# ENTRIES SHOWN:
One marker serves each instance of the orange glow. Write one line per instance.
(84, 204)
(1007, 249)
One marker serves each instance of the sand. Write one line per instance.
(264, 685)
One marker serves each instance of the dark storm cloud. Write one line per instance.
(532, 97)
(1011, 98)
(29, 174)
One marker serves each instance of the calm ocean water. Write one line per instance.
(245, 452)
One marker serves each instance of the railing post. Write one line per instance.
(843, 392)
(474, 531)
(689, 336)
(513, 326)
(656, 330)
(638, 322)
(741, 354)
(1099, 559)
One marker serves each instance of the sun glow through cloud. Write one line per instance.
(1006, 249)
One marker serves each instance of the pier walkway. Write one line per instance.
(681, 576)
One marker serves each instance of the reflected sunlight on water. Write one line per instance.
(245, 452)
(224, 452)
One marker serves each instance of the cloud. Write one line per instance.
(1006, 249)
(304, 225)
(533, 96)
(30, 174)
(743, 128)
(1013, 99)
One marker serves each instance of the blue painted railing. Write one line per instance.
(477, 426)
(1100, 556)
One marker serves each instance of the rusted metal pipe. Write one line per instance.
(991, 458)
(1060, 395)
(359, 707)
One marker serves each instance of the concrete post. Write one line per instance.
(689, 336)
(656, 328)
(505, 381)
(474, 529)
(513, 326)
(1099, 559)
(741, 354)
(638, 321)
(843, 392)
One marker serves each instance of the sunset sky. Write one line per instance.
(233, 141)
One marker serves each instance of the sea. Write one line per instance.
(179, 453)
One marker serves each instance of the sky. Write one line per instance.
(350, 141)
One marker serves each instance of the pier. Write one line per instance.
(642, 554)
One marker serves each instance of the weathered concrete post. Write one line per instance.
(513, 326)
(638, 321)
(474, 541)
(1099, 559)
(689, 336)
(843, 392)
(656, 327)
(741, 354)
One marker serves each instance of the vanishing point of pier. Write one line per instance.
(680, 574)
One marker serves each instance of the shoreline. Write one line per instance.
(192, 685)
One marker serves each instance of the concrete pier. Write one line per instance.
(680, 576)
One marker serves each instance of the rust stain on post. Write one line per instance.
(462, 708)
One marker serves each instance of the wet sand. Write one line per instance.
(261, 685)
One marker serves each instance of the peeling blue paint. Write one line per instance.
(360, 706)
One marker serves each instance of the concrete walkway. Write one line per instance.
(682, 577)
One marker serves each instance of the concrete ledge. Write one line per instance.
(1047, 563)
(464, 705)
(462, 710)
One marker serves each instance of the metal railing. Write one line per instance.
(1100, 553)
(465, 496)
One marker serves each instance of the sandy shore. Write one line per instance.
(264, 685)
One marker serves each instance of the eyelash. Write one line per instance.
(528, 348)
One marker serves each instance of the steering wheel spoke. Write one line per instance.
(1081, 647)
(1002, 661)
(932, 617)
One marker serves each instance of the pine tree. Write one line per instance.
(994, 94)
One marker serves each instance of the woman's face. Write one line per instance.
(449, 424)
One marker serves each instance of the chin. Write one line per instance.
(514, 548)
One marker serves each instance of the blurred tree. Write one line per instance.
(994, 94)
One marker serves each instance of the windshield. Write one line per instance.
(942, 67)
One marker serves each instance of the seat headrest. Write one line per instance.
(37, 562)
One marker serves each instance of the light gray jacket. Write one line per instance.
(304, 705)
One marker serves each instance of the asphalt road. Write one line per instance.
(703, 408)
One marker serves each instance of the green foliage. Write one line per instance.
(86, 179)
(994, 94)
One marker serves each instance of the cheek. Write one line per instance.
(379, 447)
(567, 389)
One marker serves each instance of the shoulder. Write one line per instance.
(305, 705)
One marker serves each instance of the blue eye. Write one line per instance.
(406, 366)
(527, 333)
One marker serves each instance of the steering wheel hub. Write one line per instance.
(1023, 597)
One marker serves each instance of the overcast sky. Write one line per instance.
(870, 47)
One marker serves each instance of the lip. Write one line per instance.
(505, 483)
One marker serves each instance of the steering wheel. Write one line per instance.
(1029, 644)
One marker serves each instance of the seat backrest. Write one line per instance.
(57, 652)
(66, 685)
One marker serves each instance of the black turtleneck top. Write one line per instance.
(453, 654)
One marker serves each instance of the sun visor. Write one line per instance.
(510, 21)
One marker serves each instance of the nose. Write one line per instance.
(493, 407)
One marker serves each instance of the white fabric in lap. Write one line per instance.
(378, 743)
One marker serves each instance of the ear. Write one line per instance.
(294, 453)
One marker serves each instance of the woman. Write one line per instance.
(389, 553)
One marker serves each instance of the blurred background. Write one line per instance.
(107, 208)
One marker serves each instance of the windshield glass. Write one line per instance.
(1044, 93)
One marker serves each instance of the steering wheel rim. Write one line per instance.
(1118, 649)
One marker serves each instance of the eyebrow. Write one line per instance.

# WHAT TO WORK ON:
Copy all of the data above line for line, with every character unchanged.

# SOLUTION FOR THIS TASK:
One marker serves each instance of the orange glow. Write one line per instance.
(84, 204)
(1007, 249)
One marker serves each instance of the sand. Write one line per instance.
(264, 685)
One marker serves each instance of the dark storm cloud. Write one line per instance.
(532, 97)
(1011, 98)
(29, 174)
One marker serves each instance of the calm ocean water. Write one line per instance.
(245, 452)
One marker serves each instance of the railing post. Write one line per instance.
(843, 392)
(474, 531)
(689, 336)
(513, 326)
(656, 330)
(638, 322)
(741, 354)
(1099, 559)
One marker serves each instance of the sun glow through cloud. Write one line per instance.
(1006, 249)
One marker serves each instance of the pier walkway. Write one line per instance.
(681, 576)
One marker serves each instance of the reflected sunlight on water. Write one line per instance.
(245, 452)
(224, 452)
One marker serves each instance of the cloud. Write one line per instance.
(1006, 249)
(304, 225)
(533, 96)
(30, 174)
(743, 128)
(1013, 99)
One marker serves each instance of the blue painted railing. Write one line per instance.
(477, 426)
(1100, 556)
One marker serves each instance of the rusted metal pipe. Write one line per instance.
(991, 458)
(1060, 395)
(359, 707)
One marker serves each instance of the concrete post. Write one line per instance.
(689, 336)
(656, 328)
(505, 381)
(474, 529)
(513, 326)
(1099, 559)
(741, 354)
(638, 321)
(843, 392)
One marker serves each instance of the sunset sky. Write one line per instance.
(233, 141)
One marker serves each instance of the sea. Write one line per instance.
(179, 453)
One marker serves each instance of the sky. Write one line per instance.
(350, 141)
One marker serves each instance of the pier. Write one line per instance.
(642, 554)
One marker serves each instance of the weathered concrete post. Write one line per instance.
(513, 326)
(638, 321)
(474, 541)
(1099, 559)
(689, 336)
(843, 392)
(656, 327)
(741, 354)
One marker serves each instance of the vanishing point of pier. Write one line per instance.
(680, 574)
One marker serves each instance of the shoreline. Write one line per instance.
(192, 685)
One marker serves each instance of the concrete pier. Write one line per instance.
(680, 576)
One marker serves each instance of the rust stain on post. Write one line per instance.
(462, 708)
One marker serves each instance of the wet sand. Write one line per instance.
(261, 685)
One marker serves each instance of the peeling blue paint. Write one line per instance.
(360, 706)
One marker serves each instance of the concrete walkway. Write one line per instance.
(682, 577)
One marker serves each instance of the concrete ledge. Write one line per instance.
(1047, 563)
(464, 705)
(462, 710)
One marker serves each instance of the metal railing. Write one line per instance.
(1100, 553)
(465, 496)
One marker serves each instance of the sandy shore. Write one line per instance.
(264, 685)
One marker serves each instance of the eyelash. Write one line per instance.
(528, 348)
One marker serves each instance of the steering wheel spoke. Write one line per instance.
(1081, 647)
(1002, 661)
(932, 617)
One marker serves each instance of the pine tree. Write one line per instance.
(994, 94)
One marker serves each instance of the woman's face. Write one line per instance.
(449, 424)
One marker serves each instance of the chin. Write one line per instance.
(514, 548)
One marker serves each instance of the blurred tree. Write one line per instance.
(994, 94)
One marker serves each instance of the windshield. Write one line per instance.
(942, 67)
One marker serves each instance of the seat headrest. Write one line per instance.
(37, 562)
One marker serves each instance of the light gray jacket. Write one line per instance.
(304, 705)
One marker serves each instance of the asphalt road. Write one line per instance.
(703, 408)
One marker serves each instance of the green foliage. Write one line per instance.
(86, 179)
(994, 94)
One marker serves each instance of the cheek. Write one line per instance.
(379, 447)
(567, 389)
One marker serves each instance of the shoulder. Write one line per instance.
(305, 705)
One marker serves each instance of the blue eye. Write one line per instance.
(406, 366)
(527, 333)
One marker serves each instance of the steering wheel hub. Write one line per instance.
(1023, 597)
One marker serves each instance of the overcast sky. Write one line per instance.
(870, 47)
One marker serves each instance of the lip. Write one line per instance.
(505, 483)
One marker serves each instance of the steering wheel. Write one line per instance.
(1029, 644)
One marker serves each instance of the seat backrest. Write one line per instance.
(57, 652)
(66, 685)
One marker serves each instance of the black turtleneck top. Write one line per instance.
(453, 654)
One marker serves each instance of the sun visor. Write one line per instance.
(510, 21)
One marker serves each instance of the nose. Write one line per instance.
(493, 407)
One marker serves each instance of the white fabric in lap. Write one line per instance.
(378, 743)
One marker serves each instance of the ear. Write one line per instance.
(294, 453)
One marker serves each instance of the woman. Write one line per instance.
(389, 553)
One marker serves each instance of the blurred background. Write one line per instance.
(107, 208)
One marker serves each instance of the windshield glass. Write one line per instance.
(1044, 93)
One marker serves each instance of the steering wheel rim. Write one line per instance.
(1118, 649)
One marker serves each instance of the eyebrow. Write one line per instance.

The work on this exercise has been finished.